**Tasks and exercises:**
1. According to the article on the Polygenic Score Catalog, which three organizations fund the catalogue?
2. Print word for word the stretch of the article on the Polygenic Score Catalog from "HDR UK aims" through "Data Science Centre.".

**Selected passage:**

= Beginning of Section =

The Polygenic Score Catalog as an open database for reproducibility and systematic evaluation
22 March 2021
Samuel Lambert and colleagues have developed an open resource of published PGSs including full scoring information annotated with the expertly curated metadata.
Overview
Polygenic risk scores (PGSs) have immense potential for helping predict people’s likelihood of developing many serious illnesses. They work by aggregating the effects of a multitude of small genetic variants into a single number. However, progress is being hindered by a lack of common standards or best practice. The new Polygenic Score (PGS) Catalog is a major step forward.
The challenge
PGSs could be invaluable for quantifying a patient’s risk of everything from heart disease to certain cancers. They could also help predict the prognosis and best treatment options. Other potential uses include the identification of new disease biomarkers and drug targets.
It’s an area that’s attracting a lot of interest with around 1,000 PGS-related articles published since 2009, but there are major challenges due to the lack of consensus on what is reported by researchers and how it is expressed. The underreporting of key PGS information has led to problems comparing different scores that predict the same diseases, and testing which are the most accurate.
The solution
A new paper in Nature Genetics (March 2021) by Dr Samuel Lambert (University of Cambridge) and a HDR UK Associated Researcher) et al, describes how the new catalogue helps. It is an open resource of published PGSs, that includes full scoring information annotated with the expertly curated metadata. It allows PGSs to be reused and evaluated so their accuracy and clinical value can be fully assessed.
Impact and outcomes
The catalogue has transformative potential to help a young area of research become of real clinical value. It is already being extensively used and holds >140 papers, demonstrating its capacity to harmonise and unify them in one database.
More material is being added and the project is moving into new phases, partly thanks to HDR UK funding to support the employment of a software developer and two trainee curators.
The team is adding new features to make the data even more usable by providing the scores in a way that can more easily be applied by users of genetic data. Work is also underway to better catalogue how well the scores perform in different ancestry groups.
HDR UK aims and priorities
The catalogue contributes directly to the HDR UK objectives of:
- Improving healthy life expectancy for people living with a common disease
- Developing and applying advanced health data science to address major health challenges
- Creating a world-leading data infrastructure and UK-wide approach to secure data services
It also addresses the HDR UK research priorities for:
- Understanding the causes of diseases
- Improving public health
- Better care
- Human phenome
- Applied analytics
Team and authors
Dr Lambert’s work was supervised by Professor Michael Inouye and Dr Jackie MacArthur now Research Project Manager, at the BHF Data Science Centre.
The catalogue is funded by the University of Cambridge, the European Bioinformatics Institute (EMBL-EBI) and the Baker Institute.
Abstract
We present the Polygenic Score (PGS) Catalog (https://www.PGSCatalog.org), an open resource of published scores (including variants, alleles and weights) and consistently curated metadata required for reproducibility and independent applications. The PGS Catalog has capabilities for user deposition, expert curation and programmatic access, thus providing the community with a platform for PGS dissemination, research and translation.

= End of Section =

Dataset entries
= Beginning of Section =

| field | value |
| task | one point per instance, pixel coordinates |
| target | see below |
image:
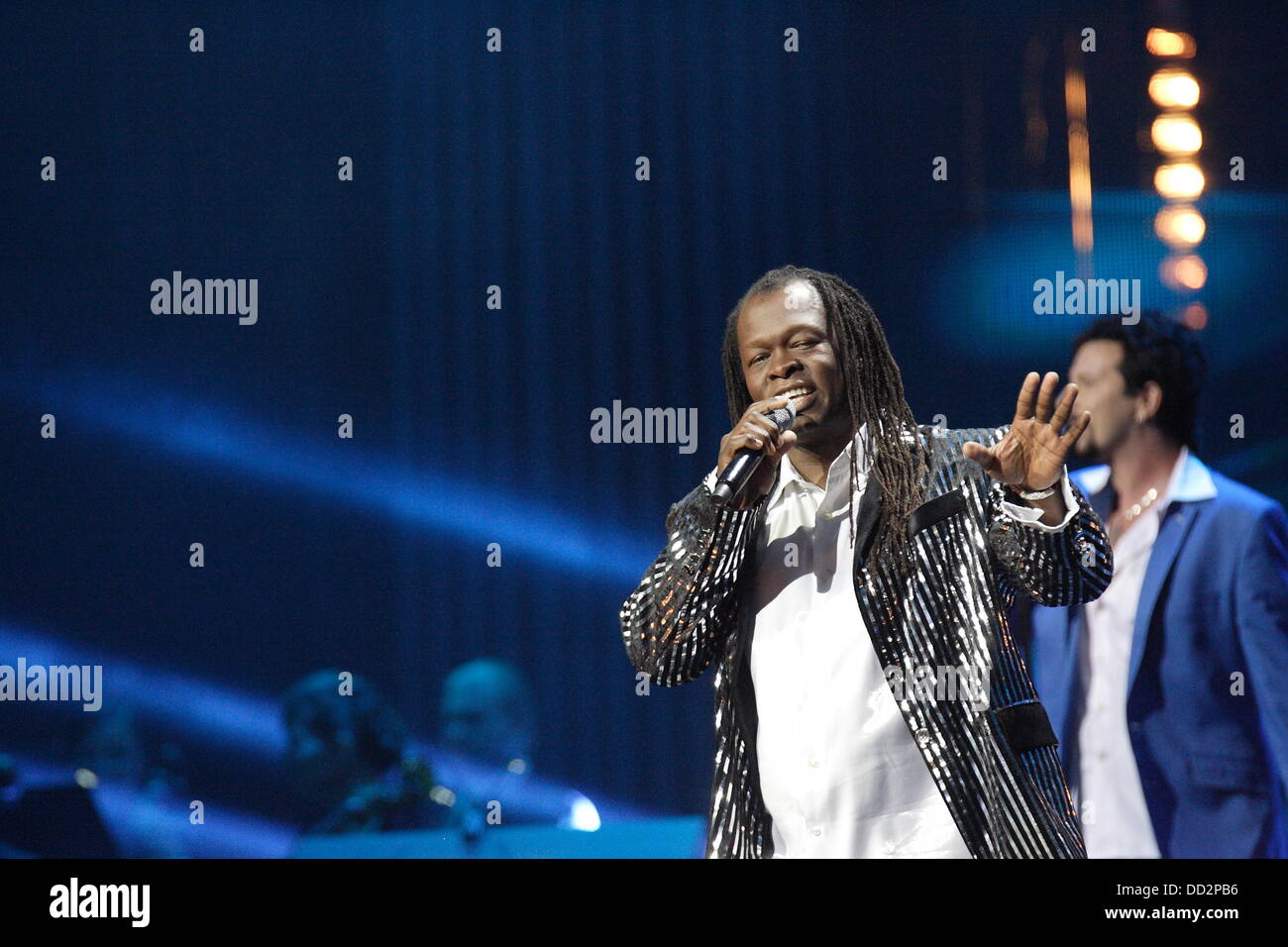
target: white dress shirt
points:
(840, 774)
(1115, 814)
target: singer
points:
(862, 551)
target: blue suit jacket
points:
(1214, 611)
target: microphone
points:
(734, 476)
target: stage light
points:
(1176, 134)
(1173, 89)
(1180, 180)
(1180, 226)
(1167, 43)
(1194, 316)
(1186, 272)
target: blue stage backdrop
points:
(529, 234)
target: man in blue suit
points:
(1170, 692)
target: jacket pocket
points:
(935, 510)
(1228, 774)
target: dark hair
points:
(874, 390)
(378, 732)
(1162, 351)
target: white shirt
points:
(840, 774)
(1115, 814)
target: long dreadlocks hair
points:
(874, 390)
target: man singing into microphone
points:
(864, 565)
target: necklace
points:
(1136, 509)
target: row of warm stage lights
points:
(1179, 179)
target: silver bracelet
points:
(1034, 495)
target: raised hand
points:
(1031, 454)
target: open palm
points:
(1030, 455)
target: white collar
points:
(790, 475)
(1190, 479)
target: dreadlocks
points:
(874, 390)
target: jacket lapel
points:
(866, 519)
(1171, 536)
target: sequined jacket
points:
(995, 762)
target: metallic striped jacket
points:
(995, 761)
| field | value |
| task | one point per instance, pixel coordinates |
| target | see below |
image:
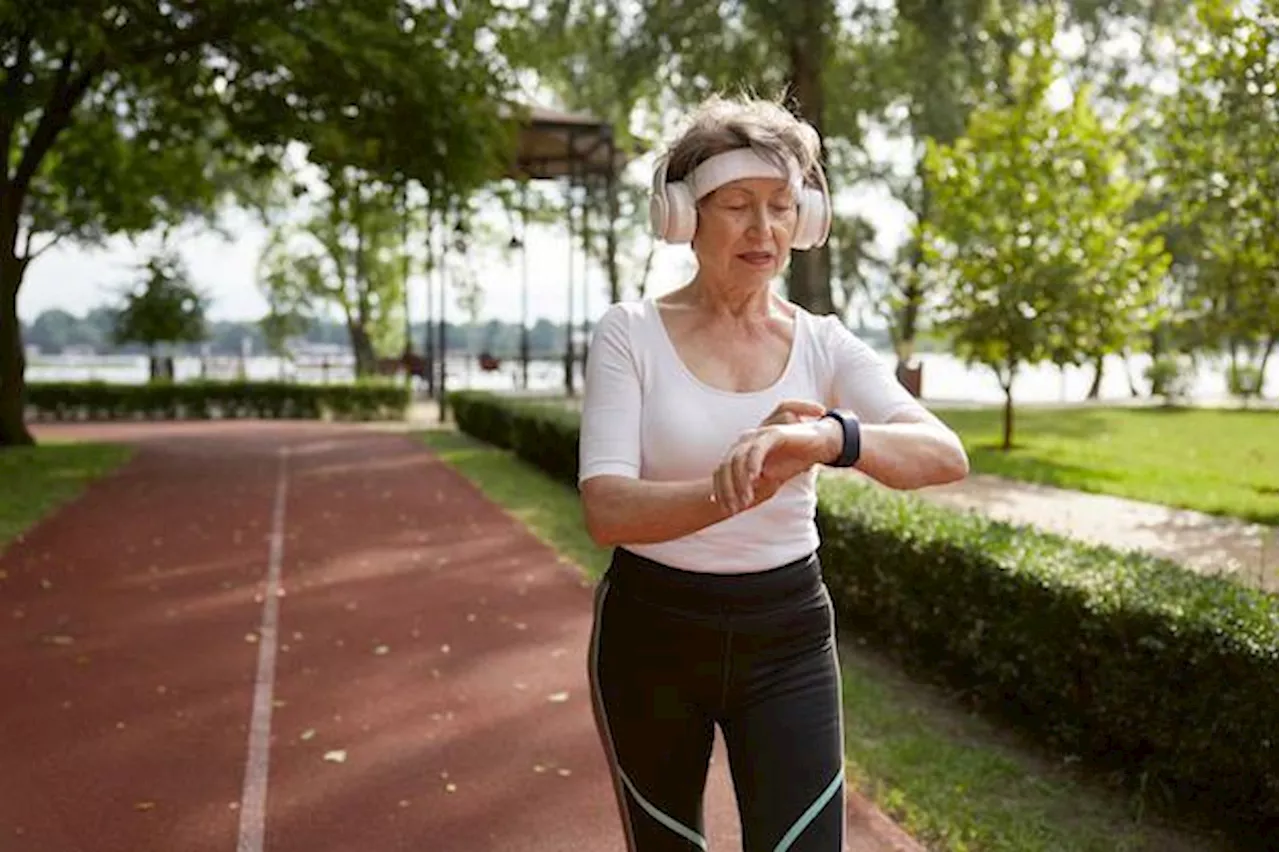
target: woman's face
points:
(744, 229)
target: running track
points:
(302, 637)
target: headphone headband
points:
(673, 204)
(739, 164)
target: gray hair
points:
(723, 124)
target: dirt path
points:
(321, 619)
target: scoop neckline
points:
(670, 346)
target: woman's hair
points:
(727, 123)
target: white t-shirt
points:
(647, 416)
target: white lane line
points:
(252, 811)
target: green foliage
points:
(215, 399)
(1129, 660)
(1221, 164)
(165, 307)
(37, 480)
(1125, 659)
(543, 434)
(348, 256)
(1033, 237)
(1206, 459)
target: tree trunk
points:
(362, 348)
(809, 284)
(1008, 444)
(612, 241)
(1128, 374)
(13, 360)
(1096, 388)
(1262, 365)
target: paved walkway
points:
(284, 637)
(1205, 543)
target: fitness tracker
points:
(853, 445)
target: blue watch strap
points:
(853, 444)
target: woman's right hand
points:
(789, 441)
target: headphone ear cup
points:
(658, 218)
(681, 213)
(813, 221)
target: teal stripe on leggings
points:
(809, 815)
(682, 830)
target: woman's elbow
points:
(595, 518)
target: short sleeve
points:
(609, 431)
(860, 380)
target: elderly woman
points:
(707, 416)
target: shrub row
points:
(95, 401)
(1125, 659)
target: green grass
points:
(1216, 461)
(36, 480)
(951, 779)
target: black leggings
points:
(675, 653)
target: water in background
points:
(945, 378)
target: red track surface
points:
(430, 683)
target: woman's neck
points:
(731, 299)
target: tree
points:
(1223, 165)
(347, 256)
(1033, 238)
(164, 307)
(643, 58)
(124, 115)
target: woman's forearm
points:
(912, 454)
(626, 511)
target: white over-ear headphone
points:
(673, 205)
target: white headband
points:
(737, 164)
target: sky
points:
(77, 278)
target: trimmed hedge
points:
(96, 401)
(1129, 660)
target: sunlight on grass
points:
(1216, 461)
(919, 757)
(36, 480)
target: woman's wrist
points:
(832, 444)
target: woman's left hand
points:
(764, 458)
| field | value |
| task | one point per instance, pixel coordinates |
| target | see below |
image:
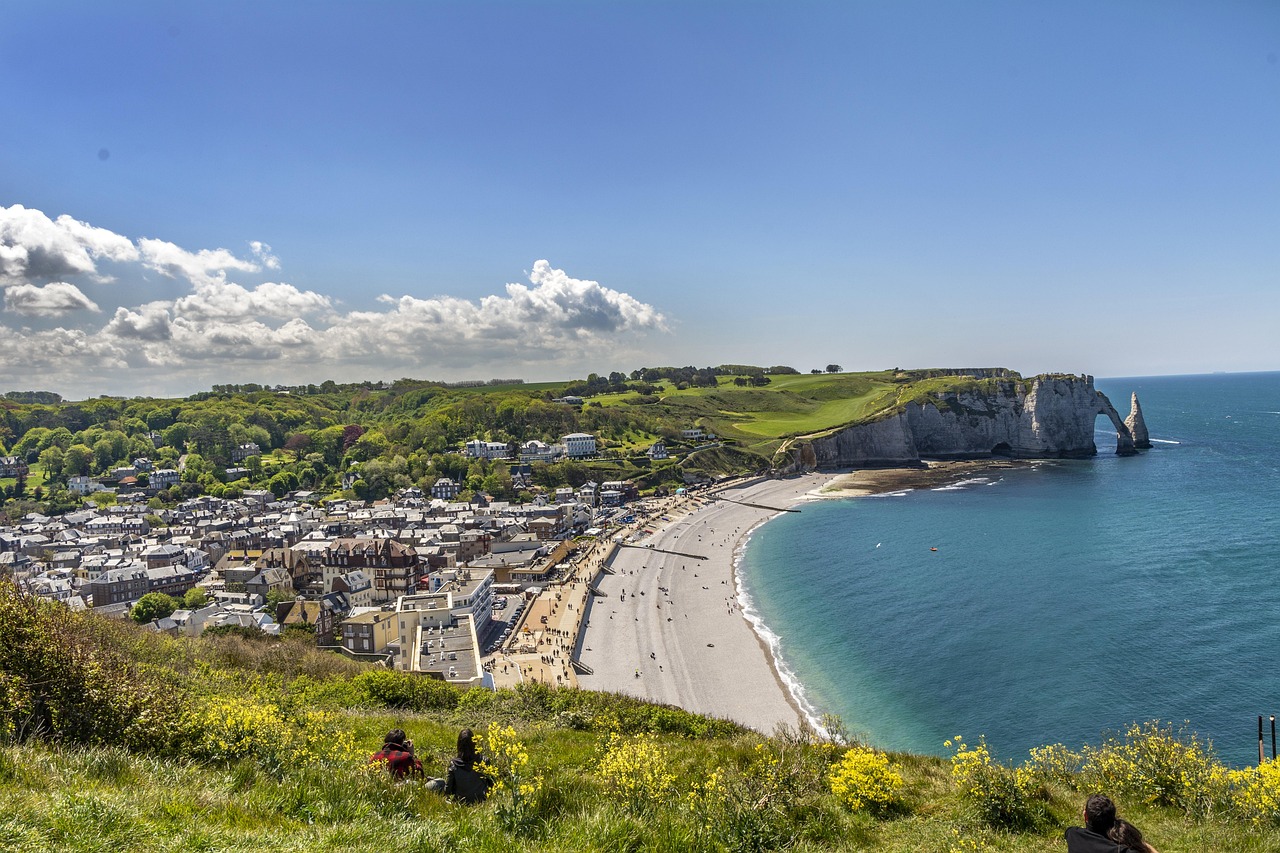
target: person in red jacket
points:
(397, 753)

= End of Section =

**Answers for each item:**
1. The University of Cambridge, the European Bioinformatics Institute (EMBL-EBI) and the Baker Institute.

2.
HDR UK aims and priorities
The catalogue contributes directly to the HDR UK objectives of:
- Improving healthy life expectancy for people living with a common disease
- Developing and applying advanced health data science to address major health challenges
- Creating a world-leading data infrastructure and UK-wide approach to secure data services
It also addresses the HDR UK research priorities for:
- Understanding the causes of diseases
- Improving public health
- Better care
- Human phenome
- Applied analytics
Team and authors
Dr Lambert’s work was supervised by Professor Michael Inouye and Dr Jackie MacArthur now Research Project Manager, at the BHF Data Science Centre.